## AUFGABEN
A) Worauf wurde laut dem Menübericht der Schweinenacken gegrillt?
B) Schreib den Menübericht ab seinem letzten Satz weiter.

## TEXTAUSZUG
══════════════════════════════
Radieschen / Blutwurst / Petersilie (9/10)
Geschmorte Radieschenwurzel mit einer Nocke Blutwurst und expressiv verkleckerter Petersiliensauce. Wunderbar, das war für mich der exemplarische Gang! Vielfältigste Aromen, je nachdem wie man die Elemente kombiniert hat. Das Herzstück natürlich eine Blutwurst von überirdischer Produktqualität. Hach!
Sellerie / Lauch / Rinderfett (4/10)
Eine Suppe. Naja nicht wirklich erwähnenswert. Das als Geschmacksträger eingebrachte Rinderfett hatte für mich zuwenig Charakter. Das Gericht wirkte auf mich wie noch nicht zu Ende gedacht. Naja, klug dahergeredet, aber eine ungewöhnliche Einlage würde hier vielleicht etwas bringen.
Schweinenacken / Zwiebel / Kamille (9/10)
Sehr schön! Endlich wieder Fleisch. Der Schweinenacken war sanft gegart und auf Rebenholz gegrillt. Köstliche Aromatik mit Rauchtönen und wunderbar verlängert durch das Süßliche der geschmorten Zwiebeln und den sanft hervorschimmernden Kamillenaromen. Yes, jetzt habt ihr mich!
Sauerampfer / Dillblüten (ohne Bewertung)
Ein Sauerampfer-Eis. Das weiß ich noch, mehr aber nicht mehr. Ohne Fehler, aber offensichtlich nicht erinnerungswürdig
Grüner Hafer / Rharbarber (ohne Bewertung)
Auch hier gilt: Keine Erinnerung, keine Bewertung.
Die Weinbegleitung
Besondere Erwartung hatte ich natürlich an die Weinauswahl. Und sie wurde haushoch übertroffen, sensationell was Billy Wagner uns hier kredenzte. Zu Beginn baten wir um gelegentliche nicht-alkoholische Einsprengsel (geboren aus einer mißverständlichen Äußerung der Begleiterin – aber darüber decken wir nun einen Mantel des Schweigens).
Wir starteten mit einem Riesling Sekt und einem sehr sehr guten Rhabarber Schaumwein aus Dänemark. Zum ersten Gang dann ein kristallklarer Chardonnay aus dem Jura. Ungewöhnlich, gut und appetitanregend. Der perfekte Wein zum Start.
══════════════════════════════
[Auszüge aus Zeigedaten]
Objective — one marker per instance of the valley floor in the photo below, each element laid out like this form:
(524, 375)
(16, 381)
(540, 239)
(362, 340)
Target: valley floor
══════════════════════════════
## ANTWORTEN IM EINZELNEN
A) Auf Rebenholz.

B)
Danach der erste Knaller: Ein Saumur Blanc von der Loire (Rebsorte ist hier Chenin blanc) – wow, was für ein Tropfen, noch nie was derartiges getrunken. Wie hieß der nochmal? Leider hilft mir ein Blick auf die lesenswerte Weinkarte nicht weiter, das muß geklärt werden!
Gefolgt von einem gereiften Riesling (2004) vom Demeter Weingut Beurer aus Württemberg. Wieder so eine Perle! Schnell auf der Watchlist notiert.
Jetzt kam Bier und eine nicht-alkoholische Variante dazu: Das Thirsty Lady Blonde Ale von Heidenpeters aus der Markthalle 9 (zwei Tage später konnten wir uns von der außergwöhnlichen Braukunst erneut überzeugen, hier dazu mehr) und Fitaminn von der Brauerei Unertl, beides sehr sehr lecker!
Der nächste Paukenschlag: Gereifter Riesling (Auslese) aus dem Rheingau, Jahrgang 1989 (!). Ans Weingut kann ich mich nicht mehr erinnern, aber unglaublich wie frisch und leicht der Riesling im Glas stand. Ein Erlebnis!
Zum Dessert gab es einen sehr experimentellen Chardonnay, in der Flasche vergoren und dadurch prickelnd (Demeter Qualität). Für mich wenig überzeugend, wirkte unharmonisch. Aber so ist es, solche Weine polarisieren. Nichts für mich jedenfalls.
Zum Abschluß des Menüs war klar, dass ich Billy Wagner nochmal fordern muß. Mit Hochprozentigem. Und so entspann sich folgender Dialog:
Fruchtig oder herb kräutrig?
Herb!
Richtig herb, oder normal?
Richtig herb!
Billy griff ins Regal und holte einen Bruns Bitter hervor. Handwerklich produzierte Medizin, so kann man das Getränk wohl bezeichnen. Genau das was ich mir zum Abschluß wünschte!
Mein Fazit
Das Nobelhart & Schmutzig ist ein kulinarisches Gesamtkunstwerk. Dabei nicht artifiziell oder konstruiert. Für Genießer, die offen sind für neue Erlebnisse. Denen der reine Genuß am Herzen liegt. Die erfahren wollen, wie ein Restaurant in Zukunft aussehen kann. Die schmecken wollen, wie deutsche regionale (und lokale) Küche sein kann.
Man kann Billy Wagner und seinem Team nur viel Erfolg wünschen! Für mich hat das Nobelhart & Schmutzig auf jeden Fall einen Michelin-Stern verdient, mal sehen wie es die Tester sehen.
Beim Abschied unterhielten wir uns kurz mit Billy Wagner über dieses Thema, wobei er verschmitzt bemerkte, dass der Gault Millau-Tester vor zwei Wochen wohl ganz zufrieden war.
Aktualisierung:
Inzwischen (Stand 12.11.2015) hat der Gault Millau das Lokal von Billy Wagner mit 16 Punkten bewertet und der Guide Michelin vergibt tatsächlich einen Stern. Ein toller Erfolg für Konzept und Team des innovativen Restaurants!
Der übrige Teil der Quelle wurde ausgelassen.